• **Given passage**:
____

Powered by AppSignal & Oban Pro

Jidoka: Evals

livebook/17_evals.livemd

Jidoka: Evals

Run in Livebook

Start evals with deterministic checks. Add live LLM judging only for behavior that truly requires language judgment.

Setup

Mix.install(
  [
    {:jidoka, git: "https://github.com/mikehostetler/jidoka.git", ref: "924a486f3c1b7e7a943cb3d5ceee0de65f158467"},
    {:kino, "~> 0.19.0"}
  ],
  config: [
    jidoka: [
      model_aliases: %{fast: "anthropic:claude-haiku-4-5"}
    ]
  ]
)
Jidoka.Kino.setup()

Define Something To Evaluate

defmodule LivebookDemo.Evals.Tools.AddNumbers do
  use Jidoka.Tool,
    name: "eval_add_numbers",
    description: "Adds two integers.",
    schema: Zoi.object(%{a: Zoi.integer(), b: Zoi.integer()})

  @impl true
  def run(%{a: a, b: b}, _context), do: {:ok, %{sum: a + b}}
end

defmodule LivebookDemo.Evals.Guardrails.NoSecrets do
  use Jidoka.Guardrail, name: "eval_no_secrets"

  @impl true
  def call(%Jidoka.Guardrails.Input{message: message}) do
    if String.contains?(String.downcase(message), "secret") do
      {:error, :unsafe_prompt}
    else
      :ok
    end
  end
end

defmodule LivebookDemo.Evals.Agent do
  use Jidoka.Agent

  agent do
    id :livebook_eval_agent

    schema Zoi.object(%{
      tenant: Zoi.string() |> Zoi.default("demo")
    })
  end

  defaults do
    model :fast
    instructions "Use tools when they help. Keep answers short."

____

[Rows from a data source]
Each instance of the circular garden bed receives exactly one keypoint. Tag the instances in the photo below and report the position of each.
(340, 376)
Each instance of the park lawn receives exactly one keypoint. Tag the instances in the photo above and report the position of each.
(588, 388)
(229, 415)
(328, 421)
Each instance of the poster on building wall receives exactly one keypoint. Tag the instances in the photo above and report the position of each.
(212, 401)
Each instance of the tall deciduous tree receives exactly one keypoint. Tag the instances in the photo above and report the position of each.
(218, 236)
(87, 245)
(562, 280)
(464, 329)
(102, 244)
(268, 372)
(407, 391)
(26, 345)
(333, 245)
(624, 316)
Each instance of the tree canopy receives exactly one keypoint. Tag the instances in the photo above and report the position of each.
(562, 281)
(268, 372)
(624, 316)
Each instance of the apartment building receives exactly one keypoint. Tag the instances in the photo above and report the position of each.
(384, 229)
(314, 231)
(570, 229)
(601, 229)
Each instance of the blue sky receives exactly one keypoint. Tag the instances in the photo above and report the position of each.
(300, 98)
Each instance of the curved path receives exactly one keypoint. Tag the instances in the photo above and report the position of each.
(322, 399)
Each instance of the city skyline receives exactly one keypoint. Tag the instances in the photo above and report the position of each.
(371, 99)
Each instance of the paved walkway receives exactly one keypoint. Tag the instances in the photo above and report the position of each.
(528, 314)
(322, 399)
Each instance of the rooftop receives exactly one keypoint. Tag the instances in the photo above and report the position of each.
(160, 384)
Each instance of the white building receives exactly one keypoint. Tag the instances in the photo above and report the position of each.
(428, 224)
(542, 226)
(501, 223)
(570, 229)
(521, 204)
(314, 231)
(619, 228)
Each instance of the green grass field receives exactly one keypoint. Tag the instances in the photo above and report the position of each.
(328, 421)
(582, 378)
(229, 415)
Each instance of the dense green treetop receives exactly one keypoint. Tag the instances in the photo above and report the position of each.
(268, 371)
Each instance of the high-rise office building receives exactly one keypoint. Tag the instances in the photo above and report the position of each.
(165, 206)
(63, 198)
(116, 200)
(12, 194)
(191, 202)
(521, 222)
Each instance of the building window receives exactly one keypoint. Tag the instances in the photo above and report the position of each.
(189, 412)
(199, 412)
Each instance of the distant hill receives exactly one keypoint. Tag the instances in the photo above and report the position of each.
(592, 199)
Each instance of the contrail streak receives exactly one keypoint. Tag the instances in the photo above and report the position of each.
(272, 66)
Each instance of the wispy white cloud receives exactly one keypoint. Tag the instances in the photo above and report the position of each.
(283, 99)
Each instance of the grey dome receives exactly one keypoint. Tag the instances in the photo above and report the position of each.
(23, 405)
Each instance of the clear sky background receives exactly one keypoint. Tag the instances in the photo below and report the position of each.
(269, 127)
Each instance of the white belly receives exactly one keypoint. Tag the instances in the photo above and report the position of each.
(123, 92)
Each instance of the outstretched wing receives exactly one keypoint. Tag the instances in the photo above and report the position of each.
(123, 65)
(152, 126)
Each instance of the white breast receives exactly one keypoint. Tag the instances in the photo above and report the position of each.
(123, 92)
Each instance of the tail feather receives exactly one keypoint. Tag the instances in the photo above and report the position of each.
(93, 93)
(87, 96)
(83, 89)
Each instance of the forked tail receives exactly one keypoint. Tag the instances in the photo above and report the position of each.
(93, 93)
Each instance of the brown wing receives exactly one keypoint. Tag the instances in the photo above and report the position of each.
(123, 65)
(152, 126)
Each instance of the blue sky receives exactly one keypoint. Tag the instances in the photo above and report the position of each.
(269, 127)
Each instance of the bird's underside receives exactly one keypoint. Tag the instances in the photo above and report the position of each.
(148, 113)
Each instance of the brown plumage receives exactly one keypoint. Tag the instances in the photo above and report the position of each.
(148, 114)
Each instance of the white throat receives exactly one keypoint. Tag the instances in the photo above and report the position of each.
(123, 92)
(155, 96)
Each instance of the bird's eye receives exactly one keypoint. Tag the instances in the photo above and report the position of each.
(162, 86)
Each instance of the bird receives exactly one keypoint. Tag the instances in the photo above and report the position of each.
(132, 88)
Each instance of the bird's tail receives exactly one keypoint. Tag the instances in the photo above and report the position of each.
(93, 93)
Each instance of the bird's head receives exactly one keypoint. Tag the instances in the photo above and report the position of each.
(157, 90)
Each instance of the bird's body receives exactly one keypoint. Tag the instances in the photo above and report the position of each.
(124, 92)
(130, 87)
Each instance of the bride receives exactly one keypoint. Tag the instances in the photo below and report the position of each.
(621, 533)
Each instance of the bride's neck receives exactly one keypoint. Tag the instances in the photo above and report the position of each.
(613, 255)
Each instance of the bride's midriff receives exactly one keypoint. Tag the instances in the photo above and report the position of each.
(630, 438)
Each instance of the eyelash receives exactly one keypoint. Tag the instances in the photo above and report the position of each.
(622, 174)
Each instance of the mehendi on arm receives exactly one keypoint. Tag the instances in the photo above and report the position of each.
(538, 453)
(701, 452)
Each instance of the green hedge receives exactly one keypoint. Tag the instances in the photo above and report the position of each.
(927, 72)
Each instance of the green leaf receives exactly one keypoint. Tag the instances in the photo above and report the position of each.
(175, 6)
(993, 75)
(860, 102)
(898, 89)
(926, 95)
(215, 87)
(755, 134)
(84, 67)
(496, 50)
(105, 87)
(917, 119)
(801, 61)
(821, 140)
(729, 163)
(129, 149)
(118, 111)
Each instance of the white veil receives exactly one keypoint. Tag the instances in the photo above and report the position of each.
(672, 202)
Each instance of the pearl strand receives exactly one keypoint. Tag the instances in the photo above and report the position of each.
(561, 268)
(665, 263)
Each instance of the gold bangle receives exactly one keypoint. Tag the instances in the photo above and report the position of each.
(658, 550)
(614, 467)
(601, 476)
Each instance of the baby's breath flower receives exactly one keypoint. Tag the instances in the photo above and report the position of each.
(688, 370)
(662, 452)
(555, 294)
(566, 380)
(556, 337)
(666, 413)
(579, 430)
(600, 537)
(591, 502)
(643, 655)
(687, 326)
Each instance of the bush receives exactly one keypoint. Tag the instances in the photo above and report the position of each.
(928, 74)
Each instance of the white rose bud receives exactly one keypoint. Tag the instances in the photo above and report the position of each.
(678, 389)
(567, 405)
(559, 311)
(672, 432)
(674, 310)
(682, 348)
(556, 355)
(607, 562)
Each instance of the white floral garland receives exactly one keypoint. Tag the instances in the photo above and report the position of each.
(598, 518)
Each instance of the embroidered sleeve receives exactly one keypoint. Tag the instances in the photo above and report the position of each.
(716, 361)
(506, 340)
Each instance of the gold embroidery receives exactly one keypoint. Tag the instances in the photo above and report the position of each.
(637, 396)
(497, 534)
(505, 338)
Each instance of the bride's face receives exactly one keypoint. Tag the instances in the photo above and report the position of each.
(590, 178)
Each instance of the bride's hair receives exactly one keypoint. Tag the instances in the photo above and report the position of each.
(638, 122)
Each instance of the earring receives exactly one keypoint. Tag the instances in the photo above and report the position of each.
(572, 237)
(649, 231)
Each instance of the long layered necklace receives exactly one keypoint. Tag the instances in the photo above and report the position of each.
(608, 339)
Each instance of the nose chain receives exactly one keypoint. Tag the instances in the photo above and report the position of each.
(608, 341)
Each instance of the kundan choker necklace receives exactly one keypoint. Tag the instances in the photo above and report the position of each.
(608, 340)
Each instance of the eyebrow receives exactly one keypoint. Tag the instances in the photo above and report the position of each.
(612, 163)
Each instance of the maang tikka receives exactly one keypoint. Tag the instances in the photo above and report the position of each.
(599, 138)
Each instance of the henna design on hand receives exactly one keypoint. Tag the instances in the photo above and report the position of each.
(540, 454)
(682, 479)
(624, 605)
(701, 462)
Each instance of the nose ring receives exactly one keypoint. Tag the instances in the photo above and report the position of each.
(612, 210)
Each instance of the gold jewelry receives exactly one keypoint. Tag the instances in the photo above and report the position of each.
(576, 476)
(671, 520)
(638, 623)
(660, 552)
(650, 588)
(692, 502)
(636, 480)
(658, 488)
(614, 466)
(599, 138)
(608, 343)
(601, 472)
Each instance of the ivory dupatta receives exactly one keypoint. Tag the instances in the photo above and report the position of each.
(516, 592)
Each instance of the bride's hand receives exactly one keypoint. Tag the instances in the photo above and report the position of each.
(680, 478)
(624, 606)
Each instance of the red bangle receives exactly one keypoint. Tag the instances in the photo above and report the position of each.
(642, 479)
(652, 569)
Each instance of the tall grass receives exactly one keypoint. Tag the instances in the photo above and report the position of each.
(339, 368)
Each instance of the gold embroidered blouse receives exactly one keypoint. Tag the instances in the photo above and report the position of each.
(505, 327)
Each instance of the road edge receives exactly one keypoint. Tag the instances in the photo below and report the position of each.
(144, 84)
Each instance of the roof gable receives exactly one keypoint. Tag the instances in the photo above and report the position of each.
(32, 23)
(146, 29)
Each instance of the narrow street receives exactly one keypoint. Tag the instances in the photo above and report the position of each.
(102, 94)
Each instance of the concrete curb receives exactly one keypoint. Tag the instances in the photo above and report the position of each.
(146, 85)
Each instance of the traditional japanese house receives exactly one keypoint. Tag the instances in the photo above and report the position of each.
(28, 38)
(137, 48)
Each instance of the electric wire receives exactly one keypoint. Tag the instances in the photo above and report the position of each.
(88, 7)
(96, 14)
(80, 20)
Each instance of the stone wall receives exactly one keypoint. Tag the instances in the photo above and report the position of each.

____

• **What the task asks**:
Please quote the Jidoka evals page word for word, from "Powered by AppSignal" up to and including "requires language judgment.". You won't need any of these rows.

• **Solved problem**:
Powered by AppSignal & Oban Pro

Jidoka: Evals

livebook/17_evals.livemd

Jidoka: Evals

Run in Livebook

Start evals with deterministic checks. Add live LLM judging only for behavior that truly requires language judgment.